(Beginning of Entries supplied)

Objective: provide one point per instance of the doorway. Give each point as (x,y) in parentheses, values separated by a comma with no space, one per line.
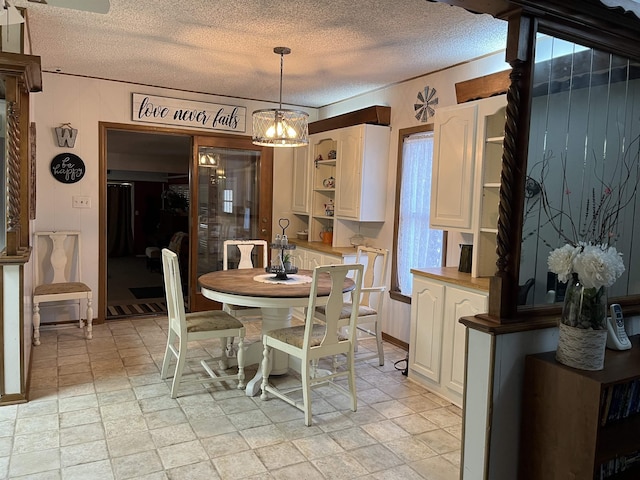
(147,204)
(149,180)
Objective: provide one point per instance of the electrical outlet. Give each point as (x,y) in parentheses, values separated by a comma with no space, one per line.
(81,202)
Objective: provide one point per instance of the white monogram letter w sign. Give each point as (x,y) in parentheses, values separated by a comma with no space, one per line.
(66,135)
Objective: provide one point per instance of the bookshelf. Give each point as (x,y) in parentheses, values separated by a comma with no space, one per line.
(578,423)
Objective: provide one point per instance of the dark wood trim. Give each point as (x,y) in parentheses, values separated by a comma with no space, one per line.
(520,55)
(482,87)
(394,341)
(375,115)
(25,66)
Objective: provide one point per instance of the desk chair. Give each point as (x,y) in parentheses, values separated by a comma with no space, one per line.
(312,341)
(57,276)
(190,327)
(370,298)
(245,248)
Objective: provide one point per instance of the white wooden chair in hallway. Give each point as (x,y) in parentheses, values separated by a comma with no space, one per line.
(369,306)
(57,276)
(195,326)
(313,341)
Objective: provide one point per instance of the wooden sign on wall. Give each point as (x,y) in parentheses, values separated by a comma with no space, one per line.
(187,113)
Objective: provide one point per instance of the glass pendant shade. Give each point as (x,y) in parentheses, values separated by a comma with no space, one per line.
(280,128)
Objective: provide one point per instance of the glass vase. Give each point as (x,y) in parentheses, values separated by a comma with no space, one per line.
(583,333)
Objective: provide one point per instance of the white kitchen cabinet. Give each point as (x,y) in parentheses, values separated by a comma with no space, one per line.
(301,188)
(437,344)
(453,167)
(489,147)
(361,181)
(348,182)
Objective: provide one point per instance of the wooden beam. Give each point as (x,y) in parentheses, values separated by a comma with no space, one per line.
(375,115)
(483,87)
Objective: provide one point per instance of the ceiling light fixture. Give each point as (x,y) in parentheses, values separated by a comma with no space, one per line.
(280,127)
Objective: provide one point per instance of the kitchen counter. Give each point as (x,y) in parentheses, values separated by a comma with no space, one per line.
(453,276)
(323,247)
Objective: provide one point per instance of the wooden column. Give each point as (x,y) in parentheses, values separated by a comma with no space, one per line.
(520,55)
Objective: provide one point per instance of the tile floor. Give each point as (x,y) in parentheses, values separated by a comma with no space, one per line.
(99,410)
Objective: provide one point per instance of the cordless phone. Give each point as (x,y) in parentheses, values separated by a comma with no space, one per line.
(617,338)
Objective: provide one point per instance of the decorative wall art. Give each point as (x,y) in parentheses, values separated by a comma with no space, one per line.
(425,107)
(67,168)
(66,135)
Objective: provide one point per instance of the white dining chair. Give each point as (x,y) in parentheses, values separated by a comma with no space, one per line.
(240,254)
(314,341)
(57,276)
(185,328)
(369,306)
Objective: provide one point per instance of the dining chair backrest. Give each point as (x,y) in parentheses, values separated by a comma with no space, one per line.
(58,256)
(374,275)
(173,292)
(57,276)
(245,247)
(333,306)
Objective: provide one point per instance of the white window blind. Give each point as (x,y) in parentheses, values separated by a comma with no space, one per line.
(418,245)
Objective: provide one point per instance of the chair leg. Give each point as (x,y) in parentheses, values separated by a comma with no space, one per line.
(164,372)
(305,373)
(177,376)
(89,320)
(352,380)
(379,344)
(265,371)
(36,323)
(241,383)
(223,362)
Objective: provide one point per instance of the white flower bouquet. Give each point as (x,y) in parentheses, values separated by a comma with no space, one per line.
(596,265)
(589,270)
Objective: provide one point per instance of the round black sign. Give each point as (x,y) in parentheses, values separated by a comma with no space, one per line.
(67,168)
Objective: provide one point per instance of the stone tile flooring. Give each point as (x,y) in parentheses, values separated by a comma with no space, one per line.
(98,410)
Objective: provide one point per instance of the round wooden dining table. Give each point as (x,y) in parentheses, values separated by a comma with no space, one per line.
(251,287)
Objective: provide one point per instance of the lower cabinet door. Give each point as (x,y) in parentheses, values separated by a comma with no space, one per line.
(459,303)
(425,347)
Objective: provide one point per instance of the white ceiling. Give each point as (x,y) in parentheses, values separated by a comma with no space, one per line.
(340,48)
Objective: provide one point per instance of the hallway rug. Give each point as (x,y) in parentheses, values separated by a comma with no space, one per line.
(136,309)
(147,292)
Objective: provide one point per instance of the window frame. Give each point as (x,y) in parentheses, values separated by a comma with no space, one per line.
(394,291)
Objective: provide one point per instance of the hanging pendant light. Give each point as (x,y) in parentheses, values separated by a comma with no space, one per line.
(280,127)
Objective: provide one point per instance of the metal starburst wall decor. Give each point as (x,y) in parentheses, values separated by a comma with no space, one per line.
(425,107)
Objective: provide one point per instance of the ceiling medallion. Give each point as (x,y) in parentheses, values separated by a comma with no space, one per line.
(426,106)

(End of Entries supplied)

**Aim of the exercise**
With the images excluded, all entries are to be given again exactly.

**Exercise response**
Objective: provide one point per instance of the doorway. Give each point as (x,y) in parentheses, values separated by a comma with no space, one per line.
(147,204)
(149,180)
Objective: provide one point per instance of the electrical outlet. Give each point as (x,y) in parentheses, values separated by a comma with no space, one per line.
(81,202)
Objective: provide one point per instance of the white monogram letter w sign. Give each point as (x,y) in parentheses, values separated by a comma with no space, one per line.
(66,135)
Objective: provide one point per instance of the bookshelf. Give each point as (x,y) in parentheses, values separated by a comma with no space, one per line.
(578,423)
Objective: provide one point per instance of the dark wood trim. Give each point as (x,y) in parentheses, values separated by a comma with no space, one per line.
(520,55)
(482,87)
(394,341)
(375,115)
(25,66)
Objective: provide one point per instance of the desk chair. Give each point as (x,y) in parentheses, values separated by a comma with no space, one per line.
(312,341)
(57,276)
(190,327)
(370,298)
(245,248)
Objective: provide one point per instance of the white wooden chair in hallway. Give each point as (x,y) in parentheses, values separated by a comma with no space, one per line.
(369,306)
(57,276)
(195,326)
(313,341)
Objective: provide one point per instance of the wooden sign on wall. Give each point as (x,y) in parentheses, values separated by a comma with no space, one per line.
(187,113)
Objective: provide one point per instance of the glass pendant shade. Give each point as (x,y) in parentheses, values separated by a comma with no space, one per line.
(280,128)
Objective: provide one point per instance of the glass vase. Give each point as (x,y) in parentheses, values separated by a comma with no space, one per line.
(583,333)
Objective: provide one point per instance of the white kitchen cabinet. Give each point as (x,y) in parentheses, values separated by a comma with no space, one per line.
(301,188)
(437,344)
(453,167)
(489,147)
(361,181)
(348,182)
Objective: provide one point per instance of the wooden beam. Give each point as (x,y) in parentheses, values separated by a comma with no space, one per line.
(375,115)
(483,87)
Objective: provide one point per instance of the ceiling light fixture. Give each point as (x,y) in parentheses, values separated by a comma with no space, one per line.
(280,127)
Objective: provide one point per instance of the kitchen counter. Give each point as (x,y) in parentheses, values separated by a comma with no space, one per line.
(453,276)
(323,247)
Objective: provide one point per instance of the wooden column. Give each point as (x,y) in parentheses, values separated by a comma with no space, one per line.
(520,55)
Objective: provide one point per instance of the tile floor. Give each point as (x,y) in parentheses, values separated by a comma with no space, one per line.
(99,410)
Objective: provide one point per instance of the cordless phone. Give each point as (x,y) in parentheses, values separated by a comma with no space, one per line.
(617,338)
Objective: provide one point per instance of the decorative wall art. Give each point as (x,y) in parentheses, values separated by a comma with no space, one per line.
(425,107)
(67,168)
(66,135)
Objective: provide one point per instance of the white dining chair. Give each point as (x,y) in parentheses, values separated by a comma with no space, one per line.
(240,254)
(314,341)
(57,276)
(185,328)
(369,306)
Objective: provide one point per instance of the dining chair backrest. Give each point as (x,y) in parentheses, values separated by a comma with no space, one per line.
(58,256)
(374,275)
(173,292)
(57,276)
(245,247)
(333,306)
Objective: provide one point per instance of the white window blind. Give each point as (x,y) in parentheses, values separated by a comma with no space, one per line.
(418,245)
Objective: provide one point per instance of the chair leg. Give each point as (x,y) in parentheses, values separated by a comma with no space, one per line.
(164,372)
(305,373)
(177,376)
(89,320)
(352,380)
(379,344)
(265,371)
(36,323)
(241,383)
(223,362)
Objective: provide one point per instance of the white flower bouquet. Give each point as (x,y) in parentheses, values separated by a comma with no space, one per line.
(596,265)
(589,270)
Objective: provide one point per instance of the round black sign. Give each point as (x,y) in parentheses, values separated by a comma with no space, one per line.
(67,168)
Objective: provide one point per instance of the stone tile flooring. Give each point as (x,y) in parentheses, values separated by a comma with no space, one per line.
(98,410)
Objective: provide one point per instance of the round wooden dining table. Give each point as (x,y) in parentheses, values separated by a comma with no space, one per line.
(251,287)
Objective: provide one point per instance of the lower cabinet door. Give each point as (x,y) in parentheses, values separated by a comma with no space, one per line.
(459,303)
(425,347)
Objective: provide one point per instance of the white ceiling. Give each point as (x,y) in parentheses, values separated by a comma with no space, one per line.
(340,48)
Objective: provide one point per instance of the hallway rug. Give each point as (x,y) in parentheses, values separated by a comma with no space, one per line.
(136,309)
(147,292)
Objective: provide one point per instance of the window frame. Give each point as (x,y) in parentheses, values separated by a comma with no space, one per line.
(394,291)
Objective: provide one point per instance of the hanging pendant light. Give each point as (x,y) in parentheses, values separated by a comma with no space, one per line.
(280,127)
Objective: provide one point per instance of the metal starburst wall decor. Give each point as (x,y) in parentheses, values separated by a comma with no space, one per line.
(425,107)
Objective: provide one point per instance of the ceiling medallion. Give each point as (x,y) in parentheses, values separated by a comma with no space, one per line.
(426,106)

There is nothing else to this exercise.